> **PARTS OF THE EXERCISE**:
a) Set down the stretch of the post from "As we age, I've" through "willing to wager.", word for word.
b) Answer these questions about the post:
(i) On what site was the dream first posted?
(ii) How many guests were there for Thanksgiving in the dream?
(iii) Between which hours does the writer wonder how many gadget sales get made?

For those of you who are not on my Facebook friend queue, I'd like to share the following dream I posted about this AM:
Just woke up (OVERSLEPT) from a TERRIBLE dream! I had at least 50-60 people over for Thanksgiving (never have had more than 8-10 at most), kept running back and forth from one turkey in the indoor kitchen to another bird in an outdoor/detached structure kitchen, struggling with heavy pots of potatoes, vegetables, etc., everyone grumbling about "when's dinner?" and NO ONE HELPING ME. So glad to be awake! I ordinarily don't analyze dreams, but I'm going to be thinking about this one for a while!
As we age, I've noticed more and more of us are commiserating about our insomnia -- posting late night/very early morning reports of playing Solitaire or watching those dreadful "As Seen on TV" promos. I wonder -- has there been any marketing research done as to how many sales of silly gadgets get made on the phone or internet between the hours of midnight and 5 AM? A frightening number, I'm willing to wager.

[Stored data]
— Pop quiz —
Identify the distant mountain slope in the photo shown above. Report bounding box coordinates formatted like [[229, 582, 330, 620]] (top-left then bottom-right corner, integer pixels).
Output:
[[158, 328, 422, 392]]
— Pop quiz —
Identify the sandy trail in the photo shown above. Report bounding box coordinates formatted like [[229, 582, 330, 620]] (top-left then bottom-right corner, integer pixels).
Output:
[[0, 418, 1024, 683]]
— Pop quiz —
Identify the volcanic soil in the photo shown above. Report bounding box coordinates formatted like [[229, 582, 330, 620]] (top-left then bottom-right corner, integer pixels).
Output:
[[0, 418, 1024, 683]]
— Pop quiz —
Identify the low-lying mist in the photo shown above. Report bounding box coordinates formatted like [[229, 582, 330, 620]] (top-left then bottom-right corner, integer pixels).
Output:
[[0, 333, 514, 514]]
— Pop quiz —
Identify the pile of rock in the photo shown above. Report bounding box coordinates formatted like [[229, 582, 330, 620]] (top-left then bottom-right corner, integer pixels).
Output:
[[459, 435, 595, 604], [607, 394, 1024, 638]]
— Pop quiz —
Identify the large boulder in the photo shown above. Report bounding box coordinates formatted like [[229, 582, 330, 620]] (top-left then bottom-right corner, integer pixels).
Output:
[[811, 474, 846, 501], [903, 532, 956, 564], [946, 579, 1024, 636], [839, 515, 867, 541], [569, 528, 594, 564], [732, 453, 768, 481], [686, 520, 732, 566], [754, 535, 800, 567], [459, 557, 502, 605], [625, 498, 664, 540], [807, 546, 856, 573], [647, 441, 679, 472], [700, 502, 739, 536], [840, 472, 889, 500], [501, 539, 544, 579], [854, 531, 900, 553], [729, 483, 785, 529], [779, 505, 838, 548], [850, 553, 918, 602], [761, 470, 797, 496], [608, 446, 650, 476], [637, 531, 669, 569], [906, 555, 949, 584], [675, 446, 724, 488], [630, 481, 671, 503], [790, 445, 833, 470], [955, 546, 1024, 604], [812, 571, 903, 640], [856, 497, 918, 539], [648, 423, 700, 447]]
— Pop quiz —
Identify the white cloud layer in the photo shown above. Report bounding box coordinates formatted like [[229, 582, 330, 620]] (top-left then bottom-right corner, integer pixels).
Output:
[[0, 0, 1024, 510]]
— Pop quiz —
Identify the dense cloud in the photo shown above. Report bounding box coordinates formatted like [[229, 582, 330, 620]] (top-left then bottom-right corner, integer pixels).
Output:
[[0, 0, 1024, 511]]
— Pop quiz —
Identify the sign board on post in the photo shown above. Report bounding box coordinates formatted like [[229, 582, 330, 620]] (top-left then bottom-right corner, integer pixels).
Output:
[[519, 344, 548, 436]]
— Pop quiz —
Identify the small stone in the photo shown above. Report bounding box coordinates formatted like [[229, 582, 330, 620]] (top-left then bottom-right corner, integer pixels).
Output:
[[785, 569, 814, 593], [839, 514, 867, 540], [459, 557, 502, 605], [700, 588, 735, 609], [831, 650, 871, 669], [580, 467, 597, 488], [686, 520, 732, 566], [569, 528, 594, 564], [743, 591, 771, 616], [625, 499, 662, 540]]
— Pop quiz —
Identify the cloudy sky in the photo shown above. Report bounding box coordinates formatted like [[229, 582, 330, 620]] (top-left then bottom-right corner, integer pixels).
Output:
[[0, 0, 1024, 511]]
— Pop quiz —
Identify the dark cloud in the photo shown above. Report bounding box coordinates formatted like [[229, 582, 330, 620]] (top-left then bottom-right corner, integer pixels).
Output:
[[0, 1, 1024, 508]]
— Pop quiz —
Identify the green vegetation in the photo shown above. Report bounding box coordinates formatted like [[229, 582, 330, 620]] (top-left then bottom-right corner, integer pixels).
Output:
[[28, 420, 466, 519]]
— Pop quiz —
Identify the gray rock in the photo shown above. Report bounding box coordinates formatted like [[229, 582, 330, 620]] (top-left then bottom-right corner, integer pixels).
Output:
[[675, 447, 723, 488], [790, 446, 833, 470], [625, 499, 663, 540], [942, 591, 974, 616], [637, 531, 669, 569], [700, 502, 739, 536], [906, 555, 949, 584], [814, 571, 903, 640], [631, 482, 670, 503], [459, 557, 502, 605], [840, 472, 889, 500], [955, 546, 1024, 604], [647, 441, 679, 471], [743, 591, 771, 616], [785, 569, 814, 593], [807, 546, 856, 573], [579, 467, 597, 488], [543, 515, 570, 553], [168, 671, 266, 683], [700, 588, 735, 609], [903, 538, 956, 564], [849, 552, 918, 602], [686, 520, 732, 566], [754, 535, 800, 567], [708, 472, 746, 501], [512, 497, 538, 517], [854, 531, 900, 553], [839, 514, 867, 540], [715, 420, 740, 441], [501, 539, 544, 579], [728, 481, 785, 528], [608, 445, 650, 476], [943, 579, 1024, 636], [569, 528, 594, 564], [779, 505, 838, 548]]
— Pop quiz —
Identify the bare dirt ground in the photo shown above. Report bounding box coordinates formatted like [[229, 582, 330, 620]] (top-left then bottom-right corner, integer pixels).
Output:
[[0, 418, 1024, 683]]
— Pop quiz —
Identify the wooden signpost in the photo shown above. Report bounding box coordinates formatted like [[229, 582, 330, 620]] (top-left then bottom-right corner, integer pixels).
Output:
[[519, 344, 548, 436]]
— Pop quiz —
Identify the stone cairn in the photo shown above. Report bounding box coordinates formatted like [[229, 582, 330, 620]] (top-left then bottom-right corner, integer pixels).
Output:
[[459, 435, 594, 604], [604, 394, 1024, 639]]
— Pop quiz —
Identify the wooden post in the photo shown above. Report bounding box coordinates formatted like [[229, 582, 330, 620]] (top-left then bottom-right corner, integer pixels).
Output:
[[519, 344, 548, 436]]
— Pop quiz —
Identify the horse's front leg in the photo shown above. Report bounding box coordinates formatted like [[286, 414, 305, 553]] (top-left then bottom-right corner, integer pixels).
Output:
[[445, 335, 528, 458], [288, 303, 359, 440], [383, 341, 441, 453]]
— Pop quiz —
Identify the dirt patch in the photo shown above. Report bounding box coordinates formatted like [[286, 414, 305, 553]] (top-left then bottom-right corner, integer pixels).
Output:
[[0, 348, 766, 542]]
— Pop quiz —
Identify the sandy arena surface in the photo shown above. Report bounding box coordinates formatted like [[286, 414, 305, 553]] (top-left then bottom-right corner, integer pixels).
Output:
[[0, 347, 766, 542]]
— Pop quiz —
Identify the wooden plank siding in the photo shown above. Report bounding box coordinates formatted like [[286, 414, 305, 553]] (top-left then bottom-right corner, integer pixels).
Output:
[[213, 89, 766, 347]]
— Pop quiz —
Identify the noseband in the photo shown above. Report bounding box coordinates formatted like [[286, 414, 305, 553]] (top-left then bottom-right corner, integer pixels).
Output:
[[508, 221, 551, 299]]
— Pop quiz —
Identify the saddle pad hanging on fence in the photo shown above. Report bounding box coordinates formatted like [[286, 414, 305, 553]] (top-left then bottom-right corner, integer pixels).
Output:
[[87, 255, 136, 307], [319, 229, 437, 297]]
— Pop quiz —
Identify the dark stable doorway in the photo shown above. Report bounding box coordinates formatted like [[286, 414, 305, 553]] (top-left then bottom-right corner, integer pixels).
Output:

> **LIST OF SOLUTIONS**:
a)
As we age, I've noticed more and more of us are commiserating about our insomnia -- posting late night/very early morning reports of playing Solitaire or watching those dreadful "As Seen on TV" promos. I wonder -- has there been any marketing research done as to how many sales of silly gadgets get made on the phone or internet between the hours of midnight and 5 AM? A frightening number, I'm willing to wager.

b)
(i) Facebook
(ii) At least 50-60
(iii) Between midnight and 5 AM